## Listed entries

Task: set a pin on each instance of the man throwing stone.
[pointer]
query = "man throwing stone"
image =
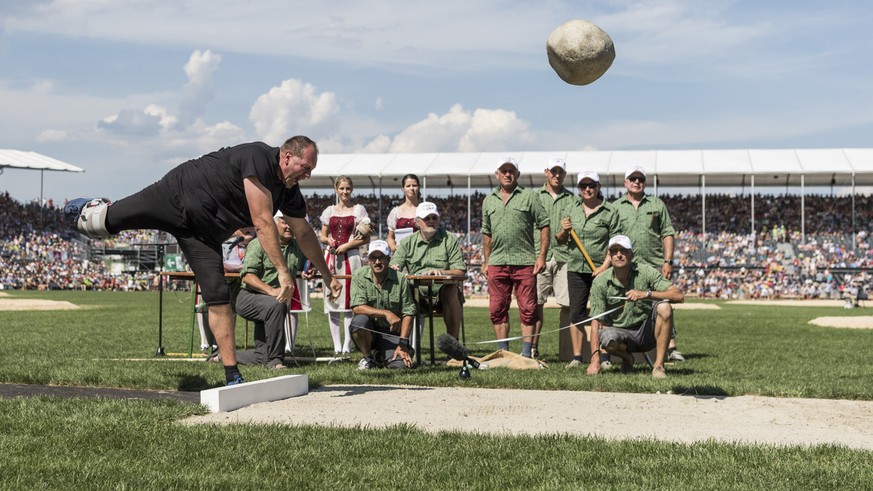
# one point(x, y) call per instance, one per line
point(203, 201)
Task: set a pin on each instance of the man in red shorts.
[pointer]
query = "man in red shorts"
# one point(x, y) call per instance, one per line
point(511, 215)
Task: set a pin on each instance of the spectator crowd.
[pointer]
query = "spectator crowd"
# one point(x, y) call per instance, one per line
point(39, 249)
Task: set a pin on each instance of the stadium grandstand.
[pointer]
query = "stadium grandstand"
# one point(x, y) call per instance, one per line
point(752, 223)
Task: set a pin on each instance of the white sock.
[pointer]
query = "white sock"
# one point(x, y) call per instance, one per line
point(290, 332)
point(347, 344)
point(335, 318)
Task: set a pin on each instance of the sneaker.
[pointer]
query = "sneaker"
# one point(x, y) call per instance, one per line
point(367, 363)
point(74, 206)
point(236, 380)
point(89, 215)
point(675, 355)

## The request
Please write out all the records above again, requests included, and shift every coordinate in the answers by adding -61 to it. Leave the pictures out.

## Expected answer
Task: set a pin on each instance of the man throwing stone.
[pointer]
query = "man throwing stone"
image =
# one point(x, y) call per instance, one per line
point(142, 140)
Task: set a pin on each instance of the man in red shorts.
[pointer]
query = "man in red shorts"
# one point(x, y) call per instance, one per line
point(450, 154)
Task: set a pin on each instance of the spectator crowd.
[pointer]
query = "spectator crowd"
# one point(x, y) call per instance, one per line
point(-22, 188)
Task: set a pin on each instance of the stadium grandstand.
[pointer]
query = "stadium grandstand"
# one point(x, y) call per instance, one per line
point(691, 162)
Task: set a pin on each instance of the white sock.
[pointer]
query = "white sock"
# one point(x, y) call per instance, one per line
point(229, 271)
point(286, 283)
point(274, 257)
Task: set a pin on each instance of the sneaker.
[pointer]
query = "sneaker"
# one point(x, y) call per instance, one per line
point(306, 302)
point(13, 145)
point(175, 319)
point(28, 154)
point(614, 294)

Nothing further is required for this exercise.